■ EXTRAIT DE PAGE:

La présence et le vécu des personnes enseignantes formées à l’étranger[1] et oeuvrant dans le système scolaire francophone du Nouveau-Brunswick restent toutefois peu documentés par la recherche. Pourtant, ces personnes doivent relever des défis et des ajustements par rapport à eux-mêmes et à leur enseignement (Rufin et Payet, 2017) pour jouer pleinement leur rôle dans le système éducatif. Il leur faut s’adapter à une nouvelle culture et à un marché de l’emploi souvent très différents de ceux en vigueur dans leur propre pays (Bangali et al., 2021). Leur insertion professionnelle est complexe; il ne s’agit pas seulement de vivre la transition entre leur formation et l’enseignement en salle de classe (Larochelle-Audet, 2017), mais aussi la transition entre la formation et l’enseignement en salle de classe dans le pays d’origine, et l’enseignement en salle de classe dans le pays d’accueil. Cette transition passe nécessairement par des démarches de recrutement dans le système scolaire du pays d’accueil et au Canada, avec comme conséquence que les personnes enseignantes formées à l’étranger rencontrent des difficultés d’accès à l’emploi (Niyubahwe et al., 2013, 2014).

Dans le cadre de notre recherche, c’est ce moment de l’insertion professionnelle qui a retenu notre attention et que nous avons nommé « expérience de recrutement ». Nous entendons par cette expression l’idée que les démarches pour s’informer, préparer un dossier, passer une entrevue d’emploi et intégrer un nouvel environnement de travail influencent la manière dont une personne construit ses impressions sur l’emploi auquel elle s’intéresse (Solus et Engel, 2017). On doit se demander si un recrutement mieux anticipé et coordonné ne serait pas un aspect important d’une insertion professionnelle réussie, et n’aurait pas d’effet sur l’engagement et la rétention d’une personne enseignante formée à l’étranger.

OBJECTIF DE RECHERCHE

L’objectif de notre recherche consiste à étudier l’expérience de recrutement de six personnes enseignantes formées à l’étranger et qui ont choisi d’enseigner dans les écoles du système scolaire francophone du Nouveau-Brunswick. Nous cherchons à identifier les incitations et les défis rencontrés par ces personnes enseignantes formées à l’étranger lors de leur embauche, ainsi que les pratiques en matière de recrutement qui, selon elles, appuient leur insertion professionnelle.

■ TRAVAIL À FAIRE:
A – Mettez à jour les enregistrements en commençant par la ligne qui contient « the green vegetable » et en terminant par celle qui contient « Find the dark » : remplacez « bamboo mat » par « straw mat » sans rien modifier d'autre. Ne reproduisez que ces lignes.
B – Rédigez la suite de l'extrait sur le recrutement des personnes enseignantes formées à l'étranger, à partir de sa dernière phrase.
Les enregistrements n'ont aucun lien avec l'extrait.

■ ENREGISTREMENTS:
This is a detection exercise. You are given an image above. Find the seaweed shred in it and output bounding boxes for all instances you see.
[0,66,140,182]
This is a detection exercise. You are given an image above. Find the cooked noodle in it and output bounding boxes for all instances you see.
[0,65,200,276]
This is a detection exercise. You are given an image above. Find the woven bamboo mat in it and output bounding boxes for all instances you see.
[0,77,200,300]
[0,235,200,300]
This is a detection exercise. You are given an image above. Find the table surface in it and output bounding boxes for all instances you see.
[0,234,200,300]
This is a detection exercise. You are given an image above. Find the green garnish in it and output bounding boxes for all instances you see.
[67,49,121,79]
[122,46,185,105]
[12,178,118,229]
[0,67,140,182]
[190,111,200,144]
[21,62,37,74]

...

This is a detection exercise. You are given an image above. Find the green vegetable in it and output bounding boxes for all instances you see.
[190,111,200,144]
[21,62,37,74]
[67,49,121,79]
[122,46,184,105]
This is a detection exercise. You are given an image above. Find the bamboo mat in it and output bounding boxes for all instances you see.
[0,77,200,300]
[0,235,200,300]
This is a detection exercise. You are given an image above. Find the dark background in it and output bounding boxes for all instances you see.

■ RÉSULTATS:
A –
This is a detection exercise. You are given an image above. Find the green vegetable in it and output bounding boxes for all instances you see.
[190,111,200,144]
[21,62,37,74]
[67,49,121,79]
[122,46,184,105]
This is a detection exercise. You are given an image above. Find the straw mat in it and output bounding boxes for all instances you see.
[0,77,200,300]
[0,235,200,300]
This is a detection exercise. You are given an image above. Find the dark background in it and output bounding boxes for all instances you see.

B –
CADRE CONCEPTUEL

La personne enseignante formée à l’étranger, lors de son expérience de recrutement pour enseigner au Nouveau-Brunswick, se trouve à l’une des étapes de son insertion professionnelle, un processus qui est multidimensionnel (Mukamurera, 2011; Mukamurera et al., 2013; Niyubahwe, 2015). La première dimension de l’insertion professionnelle renvoie aux conditions d’accès à l’emploi et aux caractéristiques de celle-ci. Cette dimension concerne tout particulièrement notre étude du fait qu’elle s’intéresse à l’expérience de recrutement. Elle inclut des éléments tels que le délai d’attente, le salaire, la stabilité de l’emploi et les démarches à suivre pour l’obtenir. La deuxième dimension porte sur les tâches qui doivent être effectuées et les conditions de travail qui les entourent (Mukamurera, 2011). La troisième dimension concerne la socialisation organisationnelle, « le type d’organisation et de culture dans lesquels le nouvel enseignant est appelé à travailler et à s’intégrer […] afin d’y participer en tant que membre » (Mukamurera et al., 2013, p. 16). La quatrième dimension touche les compétences à développer ou à consolider depuis la formation initiale pour maitriser son rôle d’enseignante ou d’enseignant. La cinquième dimension touche les éléments psychologiques de l’insertion : les émotions, les sentiments et les affects que ressent une personne enseignante formée à l’étranger, ainsi que l’identité de celle-ci. L’expérience de recrutement qui concerne les conditions d’accès à l’emploi (première dimension) présente plusieurs composantes à considérer pour comprendre les enjeux de celle-ci. Il s’agit, selon leur ordre de manifestation : 1) du désir d’immigrer, 2) des démarches pour s’informer; et 3) des démarches à suivre pour être recruté ou recrutée.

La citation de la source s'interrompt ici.